(Beginning of Working data)
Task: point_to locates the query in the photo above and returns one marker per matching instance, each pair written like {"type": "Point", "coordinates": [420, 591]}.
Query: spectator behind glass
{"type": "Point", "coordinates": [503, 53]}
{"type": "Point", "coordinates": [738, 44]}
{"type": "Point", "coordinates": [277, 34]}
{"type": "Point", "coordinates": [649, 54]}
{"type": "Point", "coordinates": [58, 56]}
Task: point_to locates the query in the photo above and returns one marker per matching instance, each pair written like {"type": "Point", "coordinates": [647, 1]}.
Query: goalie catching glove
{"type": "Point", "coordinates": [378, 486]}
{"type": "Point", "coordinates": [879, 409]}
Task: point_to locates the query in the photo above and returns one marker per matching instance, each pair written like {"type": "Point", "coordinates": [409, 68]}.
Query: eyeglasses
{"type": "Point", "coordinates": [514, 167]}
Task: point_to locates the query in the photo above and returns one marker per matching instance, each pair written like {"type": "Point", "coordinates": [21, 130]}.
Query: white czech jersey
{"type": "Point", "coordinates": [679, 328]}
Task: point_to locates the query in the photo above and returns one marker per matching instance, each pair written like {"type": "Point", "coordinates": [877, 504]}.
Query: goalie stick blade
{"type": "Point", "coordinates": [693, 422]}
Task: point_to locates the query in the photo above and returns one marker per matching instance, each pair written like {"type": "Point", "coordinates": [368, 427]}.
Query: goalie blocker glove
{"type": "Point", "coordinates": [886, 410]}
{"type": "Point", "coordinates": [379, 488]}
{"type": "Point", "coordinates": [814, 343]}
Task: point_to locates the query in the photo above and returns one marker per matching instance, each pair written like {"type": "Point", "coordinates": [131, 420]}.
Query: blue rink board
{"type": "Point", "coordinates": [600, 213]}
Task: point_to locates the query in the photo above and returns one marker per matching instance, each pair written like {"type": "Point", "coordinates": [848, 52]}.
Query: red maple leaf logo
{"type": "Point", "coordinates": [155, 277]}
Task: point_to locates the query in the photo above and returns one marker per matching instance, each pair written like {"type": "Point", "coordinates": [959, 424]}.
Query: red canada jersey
(End of Working data)
Transcribe the records. Keep every word exactly as it stands.

Task: point_to locates the query in the photo above and returns one marker per matching instance, each pair written like {"type": "Point", "coordinates": [420, 591]}.
Query: spectator behind glass
{"type": "Point", "coordinates": [503, 53]}
{"type": "Point", "coordinates": [738, 44]}
{"type": "Point", "coordinates": [277, 34]}
{"type": "Point", "coordinates": [649, 54]}
{"type": "Point", "coordinates": [58, 56]}
Task: point_to locates the query in the photo above and returns one marker per matching instance, each pair written like {"type": "Point", "coordinates": [647, 1]}.
Query: goalie catching glove
{"type": "Point", "coordinates": [378, 486]}
{"type": "Point", "coordinates": [879, 409]}
Task: point_to locates the query in the photo above and returns one marker per matching instance, each pair written like {"type": "Point", "coordinates": [409, 68]}.
Query: eyeglasses
{"type": "Point", "coordinates": [514, 167]}
Task: point_to locates the query in the photo above and returns one marker per matching instance, each pair written like {"type": "Point", "coordinates": [21, 130]}.
Query: white czech jersey
{"type": "Point", "coordinates": [679, 328]}
Task: point_to locates the query in the photo above and returns one marker per matching instance, each pair written like {"type": "Point", "coordinates": [877, 504]}.
Query: goalie stick blade
{"type": "Point", "coordinates": [693, 422]}
Task: point_to locates the query in the photo above and returns one marker per matching instance, each pair written like {"type": "Point", "coordinates": [368, 427]}.
Query: goalie blocker glove
{"type": "Point", "coordinates": [886, 410]}
{"type": "Point", "coordinates": [379, 488]}
{"type": "Point", "coordinates": [814, 343]}
Task: point_to locates the query in the photo above and returns one marker per matching instance, each pair written like {"type": "Point", "coordinates": [131, 420]}.
Query: blue rink board
{"type": "Point", "coordinates": [600, 213]}
Task: point_to locates the query in the photo above and returns one marker per matching instance, each pair written like {"type": "Point", "coordinates": [848, 52]}.
Query: red maple leaf logo
{"type": "Point", "coordinates": [155, 277]}
Task: point_to locates the query in the photo above and returns one marker per matching instance, each pair written like {"type": "Point", "coordinates": [959, 424]}.
Query: red canada jersey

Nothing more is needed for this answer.